TO DO> Rewrite the material below as a JSON list of strings, one string per line, with blank lines dropped and the pictures omitted.

··· ENTRIES SUPPLIED

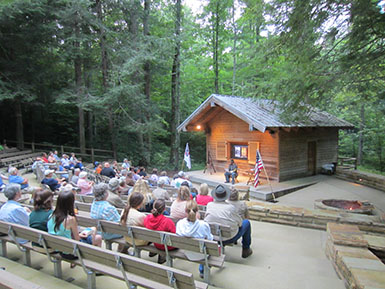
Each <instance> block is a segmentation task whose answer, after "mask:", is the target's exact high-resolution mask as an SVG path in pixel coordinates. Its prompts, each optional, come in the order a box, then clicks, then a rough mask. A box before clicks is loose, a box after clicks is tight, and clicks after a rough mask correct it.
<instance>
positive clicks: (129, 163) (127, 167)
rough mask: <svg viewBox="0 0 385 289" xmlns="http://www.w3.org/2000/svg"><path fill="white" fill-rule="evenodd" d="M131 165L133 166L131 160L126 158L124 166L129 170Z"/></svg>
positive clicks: (125, 167)
mask: <svg viewBox="0 0 385 289" xmlns="http://www.w3.org/2000/svg"><path fill="white" fill-rule="evenodd" d="M130 167H131V164H130V161H129V160H128V159H124V160H123V163H122V168H123V169H126V170H127V171H129V170H130Z"/></svg>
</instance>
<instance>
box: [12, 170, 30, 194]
mask: <svg viewBox="0 0 385 289" xmlns="http://www.w3.org/2000/svg"><path fill="white" fill-rule="evenodd" d="M8 182H9V183H10V184H11V183H14V184H19V185H20V186H21V189H22V190H24V189H26V188H28V187H29V184H28V179H25V178H23V177H21V176H19V170H18V169H17V168H15V167H11V168H10V169H9V178H8Z"/></svg>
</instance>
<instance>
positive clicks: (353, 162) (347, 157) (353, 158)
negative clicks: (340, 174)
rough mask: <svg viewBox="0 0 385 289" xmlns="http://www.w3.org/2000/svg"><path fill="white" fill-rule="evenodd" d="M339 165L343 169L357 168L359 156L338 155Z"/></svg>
mask: <svg viewBox="0 0 385 289" xmlns="http://www.w3.org/2000/svg"><path fill="white" fill-rule="evenodd" d="M337 166H338V167H339V168H341V169H354V170H356V169H357V158H351V157H338V159H337Z"/></svg>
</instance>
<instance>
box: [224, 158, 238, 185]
mask: <svg viewBox="0 0 385 289" xmlns="http://www.w3.org/2000/svg"><path fill="white" fill-rule="evenodd" d="M237 176H238V167H237V164H236V163H234V160H233V159H231V161H230V164H229V168H228V170H226V172H225V178H226V183H230V177H231V183H232V184H233V185H234V183H235V179H236V177H237Z"/></svg>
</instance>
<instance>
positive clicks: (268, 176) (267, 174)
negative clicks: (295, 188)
mask: <svg viewBox="0 0 385 289" xmlns="http://www.w3.org/2000/svg"><path fill="white" fill-rule="evenodd" d="M258 153H259V151H258ZM259 156H260V157H261V162H262V166H263V171H264V172H265V176H266V178H267V182H268V184H269V186H270V190H271V194H272V195H273V201H274V203H276V202H277V200H276V199H275V195H274V192H273V187H272V186H271V183H270V179H269V175H268V174H267V172H266V169H265V164H264V163H263V159H262V156H261V154H260V153H259Z"/></svg>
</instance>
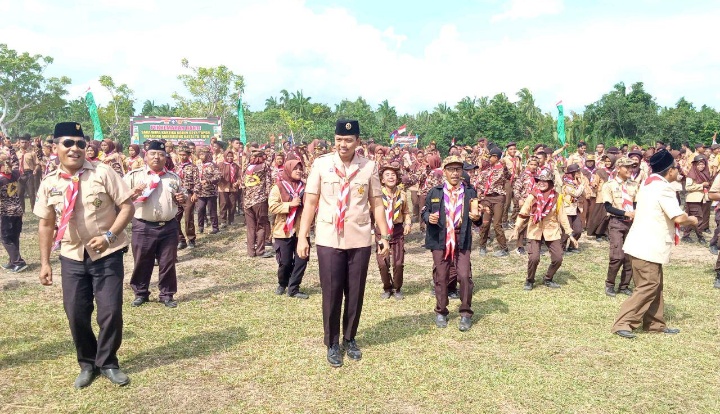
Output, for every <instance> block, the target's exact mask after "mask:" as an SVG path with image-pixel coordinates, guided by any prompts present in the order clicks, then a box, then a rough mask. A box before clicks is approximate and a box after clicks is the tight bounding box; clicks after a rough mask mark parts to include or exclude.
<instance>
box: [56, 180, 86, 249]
mask: <svg viewBox="0 0 720 414" xmlns="http://www.w3.org/2000/svg"><path fill="white" fill-rule="evenodd" d="M84 172H85V169H84V168H82V169H80V171H78V172H77V173H76V174H75V175H70V174H68V173H64V172H61V173H60V178H62V179H65V180H70V184H69V185H68V187H67V189H66V190H65V200H64V202H63V211H62V213H60V224H58V231H57V235H56V236H55V243H53V248H52V250H53V251H55V250H58V249H59V248H60V242H61V241H62V239H63V236H65V230H67V226H68V223H70V217H72V213H73V211H74V210H75V201H76V200H77V196H78V192H79V191H80V176H81V175H82V173H84Z"/></svg>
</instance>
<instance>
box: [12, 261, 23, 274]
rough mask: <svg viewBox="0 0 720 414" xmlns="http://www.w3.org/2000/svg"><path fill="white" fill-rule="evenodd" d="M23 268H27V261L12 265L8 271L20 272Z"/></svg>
mask: <svg viewBox="0 0 720 414" xmlns="http://www.w3.org/2000/svg"><path fill="white" fill-rule="evenodd" d="M25 269H27V263H23V264H21V265H17V266H14V267H13V268H12V269H10V273H20V272H22V271H23V270H25Z"/></svg>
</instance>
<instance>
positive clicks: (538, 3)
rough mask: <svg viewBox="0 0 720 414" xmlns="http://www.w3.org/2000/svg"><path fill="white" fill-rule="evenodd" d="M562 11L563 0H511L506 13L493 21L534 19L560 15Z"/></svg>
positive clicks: (499, 14)
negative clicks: (536, 17) (560, 13)
mask: <svg viewBox="0 0 720 414" xmlns="http://www.w3.org/2000/svg"><path fill="white" fill-rule="evenodd" d="M562 10H563V0H510V1H509V2H508V4H507V5H506V7H505V12H503V13H500V14H496V15H494V16H493V17H492V18H491V21H493V22H499V21H502V20H518V19H532V18H535V17H539V16H543V15H548V14H558V13H560V12H561V11H562Z"/></svg>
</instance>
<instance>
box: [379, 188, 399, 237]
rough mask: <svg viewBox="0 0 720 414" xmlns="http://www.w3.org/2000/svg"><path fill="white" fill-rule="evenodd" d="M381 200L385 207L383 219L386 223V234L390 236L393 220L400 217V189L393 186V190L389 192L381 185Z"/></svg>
mask: <svg viewBox="0 0 720 414" xmlns="http://www.w3.org/2000/svg"><path fill="white" fill-rule="evenodd" d="M382 193H383V196H382V200H383V206H384V207H385V220H386V221H387V223H388V234H389V235H391V236H392V232H393V227H395V226H394V223H395V220H397V219H398V217H400V208H401V207H402V197H400V189H399V188H397V187H395V191H394V192H393V193H392V194H391V193H390V190H389V189H388V188H387V187H385V186H383V187H382Z"/></svg>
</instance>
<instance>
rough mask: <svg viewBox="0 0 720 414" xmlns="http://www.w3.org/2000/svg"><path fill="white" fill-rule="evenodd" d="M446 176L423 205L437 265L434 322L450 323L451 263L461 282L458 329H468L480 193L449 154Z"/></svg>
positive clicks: (445, 166) (479, 214)
mask: <svg viewBox="0 0 720 414" xmlns="http://www.w3.org/2000/svg"><path fill="white" fill-rule="evenodd" d="M443 172H444V176H445V180H444V182H443V183H442V184H440V185H438V186H435V187H433V188H432V189H430V191H429V192H428V195H427V198H426V200H425V208H424V209H423V213H422V216H423V221H424V222H425V223H426V224H427V232H426V234H425V247H426V248H427V249H429V250H431V251H432V257H433V264H434V265H435V270H436V275H435V280H434V282H435V325H436V326H437V327H438V328H445V327H447V315H448V309H447V305H448V281H449V278H450V267H451V266H454V267H455V269H456V271H457V279H458V281H459V282H460V323H459V329H460V330H461V331H463V332H464V331H467V330H469V329H470V327H471V326H472V315H473V311H472V308H471V305H472V291H473V281H472V268H471V264H470V252H471V248H472V231H471V224H472V223H475V224H479V222H480V219H481V216H480V213H479V207H477V206H475V207H473V206H472V204H473V202H477V193H476V192H475V190H474V189H473V188H472V187H471V186H466V185H465V183H463V180H462V172H463V161H462V159H460V157H457V156H449V157H447V158H446V159H445V160H444V161H443Z"/></svg>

······

SOLUTION BELOW>
[
  "Each <instance> block is a segmentation task whose answer, after \"mask:\", is the target's exact high-resolution mask as an SVG path in pixel coordinates. Its prompts, each optional, come in the order a box, then clicks, then a rough mask. A box before clicks is loose, a box after clicks is tight, and clicks after a rough mask correct it.",
  "<instance>",
  "positive clicks: (129, 163) (127, 167)",
  "rough mask: <svg viewBox=\"0 0 385 289\" xmlns=\"http://www.w3.org/2000/svg\"><path fill=\"white\" fill-rule=\"evenodd\" d=\"M131 165L133 166L131 160L126 158L124 166L129 170Z\"/></svg>",
  "positive clicks: (125, 167)",
  "mask: <svg viewBox=\"0 0 385 289\" xmlns=\"http://www.w3.org/2000/svg\"><path fill=\"white\" fill-rule=\"evenodd\" d=\"M130 167H131V164H130V161H129V160H128V159H124V160H123V163H122V168H123V169H126V170H127V171H129V170H130Z\"/></svg>",
  "</instance>",
  "<instance>",
  "box: [12, 170, 30, 194]",
  "mask: <svg viewBox=\"0 0 385 289\" xmlns=\"http://www.w3.org/2000/svg\"><path fill=\"white\" fill-rule=\"evenodd\" d=\"M8 182H9V183H10V184H11V183H14V184H19V185H20V186H21V189H22V190H24V189H26V188H28V187H29V184H28V179H25V178H23V177H21V176H19V170H18V169H17V168H15V167H11V168H10V169H9V178H8Z\"/></svg>",
  "</instance>",
  "<instance>",
  "positive clicks: (353, 162) (347, 157) (353, 158)",
  "negative clicks: (340, 174)",
  "rough mask: <svg viewBox=\"0 0 385 289\" xmlns=\"http://www.w3.org/2000/svg\"><path fill=\"white\" fill-rule=\"evenodd\" d=\"M339 165L343 169L357 168L359 156L338 155Z\"/></svg>",
  "mask: <svg viewBox=\"0 0 385 289\" xmlns=\"http://www.w3.org/2000/svg\"><path fill=\"white\" fill-rule=\"evenodd\" d=\"M337 166H338V167H339V168H341V169H354V170H356V169H357V158H351V157H338V159H337Z\"/></svg>",
  "</instance>",
  "<instance>",
  "box: [224, 158, 238, 185]",
  "mask: <svg viewBox=\"0 0 385 289\" xmlns=\"http://www.w3.org/2000/svg\"><path fill=\"white\" fill-rule=\"evenodd\" d=\"M237 176H238V167H237V164H236V163H234V160H233V159H231V161H230V164H229V168H228V170H226V172H225V178H226V183H230V177H231V183H232V184H233V185H234V183H235V179H236V177H237Z\"/></svg>",
  "</instance>",
  "<instance>",
  "positive clicks: (268, 176) (267, 174)",
  "negative clicks: (295, 188)",
  "mask: <svg viewBox=\"0 0 385 289\" xmlns=\"http://www.w3.org/2000/svg\"><path fill=\"white\" fill-rule=\"evenodd\" d=\"M258 153H259V151H258ZM259 156H260V157H261V162H262V166H263V171H264V172H265V176H266V178H267V182H268V184H269V186H270V190H271V194H272V195H273V201H274V203H276V202H277V200H276V199H275V195H274V192H273V187H272V186H271V183H270V179H269V175H268V174H267V172H266V169H265V164H264V163H263V159H262V156H261V154H260V153H259Z\"/></svg>",
  "</instance>",
  "Output, for every <instance> block, the target's exact mask after \"mask:\" as an SVG path with image-pixel coordinates, guided by any prompts present in the order clicks, then a box, then a rough mask. A box before clicks is approximate and a box after clicks is the tight bounding box; clicks after a rough mask mark parts to include or exclude.",
  "<instance>",
  "box: [56, 180, 86, 249]",
  "mask: <svg viewBox=\"0 0 720 414\" xmlns=\"http://www.w3.org/2000/svg\"><path fill=\"white\" fill-rule=\"evenodd\" d=\"M84 172H85V169H84V168H82V169H80V171H78V172H77V173H76V174H75V175H70V174H68V173H64V172H61V173H60V178H62V179H65V180H70V184H69V185H68V187H67V189H66V190H65V200H64V202H63V211H62V213H60V224H58V231H57V235H56V236H55V243H53V248H52V250H53V251H55V250H58V249H59V248H60V242H61V241H62V239H63V236H65V230H67V226H68V223H70V217H72V213H73V211H74V210H75V201H76V200H77V196H78V192H79V191H80V176H81V175H82V173H84Z\"/></svg>",
  "</instance>",
  "<instance>",
  "box: [12, 261, 23, 274]",
  "rough mask: <svg viewBox=\"0 0 720 414\" xmlns=\"http://www.w3.org/2000/svg\"><path fill=\"white\" fill-rule=\"evenodd\" d=\"M23 268H27V261L12 265L8 271L20 272Z\"/></svg>",
  "mask: <svg viewBox=\"0 0 720 414\" xmlns=\"http://www.w3.org/2000/svg\"><path fill=\"white\" fill-rule=\"evenodd\" d=\"M25 269H27V263H23V264H21V265H17V266H14V267H13V268H12V269H10V273H20V272H22V271H23V270H25Z\"/></svg>",
  "</instance>",
  "<instance>",
  "positive clicks: (538, 3)",
  "rough mask: <svg viewBox=\"0 0 720 414\" xmlns=\"http://www.w3.org/2000/svg\"><path fill=\"white\" fill-rule=\"evenodd\" d=\"M562 11L563 0H511L506 13L493 21L534 19L560 15Z\"/></svg>",
  "positive clicks: (499, 14)",
  "negative clicks: (536, 17) (560, 13)",
  "mask: <svg viewBox=\"0 0 720 414\" xmlns=\"http://www.w3.org/2000/svg\"><path fill=\"white\" fill-rule=\"evenodd\" d=\"M562 10H563V0H510V1H509V2H508V4H507V5H506V7H505V12H503V13H500V14H496V15H494V16H493V17H492V18H491V21H493V22H499V21H502V20H518V19H532V18H535V17H539V16H543V15H548V14H558V13H560V12H561V11H562Z\"/></svg>",
  "</instance>",
  "<instance>",
  "box: [379, 188, 399, 237]",
  "rough mask: <svg viewBox=\"0 0 720 414\" xmlns=\"http://www.w3.org/2000/svg\"><path fill=\"white\" fill-rule=\"evenodd\" d=\"M381 200L385 207L383 219L386 223V234L390 236L393 220L400 217V189L393 186V190L389 192L381 185Z\"/></svg>",
  "mask: <svg viewBox=\"0 0 720 414\" xmlns=\"http://www.w3.org/2000/svg\"><path fill=\"white\" fill-rule=\"evenodd\" d=\"M382 193H383V196H382V200H383V206H384V207H385V220H386V221H387V223H388V234H389V235H391V236H392V232H393V227H395V226H394V223H395V220H397V219H398V217H400V208H401V207H402V197H400V189H399V188H397V187H395V191H394V192H393V193H392V194H391V193H390V190H389V189H388V188H387V187H385V186H383V187H382Z\"/></svg>",
  "</instance>",
  "<instance>",
  "rough mask: <svg viewBox=\"0 0 720 414\" xmlns=\"http://www.w3.org/2000/svg\"><path fill=\"white\" fill-rule=\"evenodd\" d=\"M446 176L423 205L437 265L434 322L450 323L451 263L461 282L458 329H468L480 193L449 154Z\"/></svg>",
  "positive clicks: (445, 166) (479, 214)",
  "mask: <svg viewBox=\"0 0 720 414\" xmlns=\"http://www.w3.org/2000/svg\"><path fill=\"white\" fill-rule=\"evenodd\" d=\"M443 172H444V176H445V180H444V182H443V183H442V184H440V185H438V186H435V187H433V188H432V189H430V191H429V192H428V195H427V198H426V200H425V208H424V209H423V213H422V216H423V221H424V222H425V223H426V224H427V232H426V234H425V247H426V248H427V249H429V250H431V251H432V257H433V264H434V265H435V270H436V275H435V280H434V282H435V325H436V326H437V327H438V328H445V327H447V315H448V309H447V305H448V281H449V278H450V267H451V266H454V267H455V269H456V271H457V279H458V281H459V282H460V323H459V329H460V330H461V331H463V332H464V331H467V330H469V329H470V327H471V326H472V315H473V311H472V308H471V305H472V291H473V281H472V268H471V264H470V252H471V248H472V231H471V224H472V223H475V224H479V222H480V219H481V216H480V213H479V207H477V206H475V207H473V206H472V204H473V202H477V193H476V192H475V190H474V189H473V188H472V187H471V186H466V185H465V183H463V180H462V172H463V161H462V159H460V157H457V156H449V157H447V158H446V159H445V160H444V161H443Z\"/></svg>"
]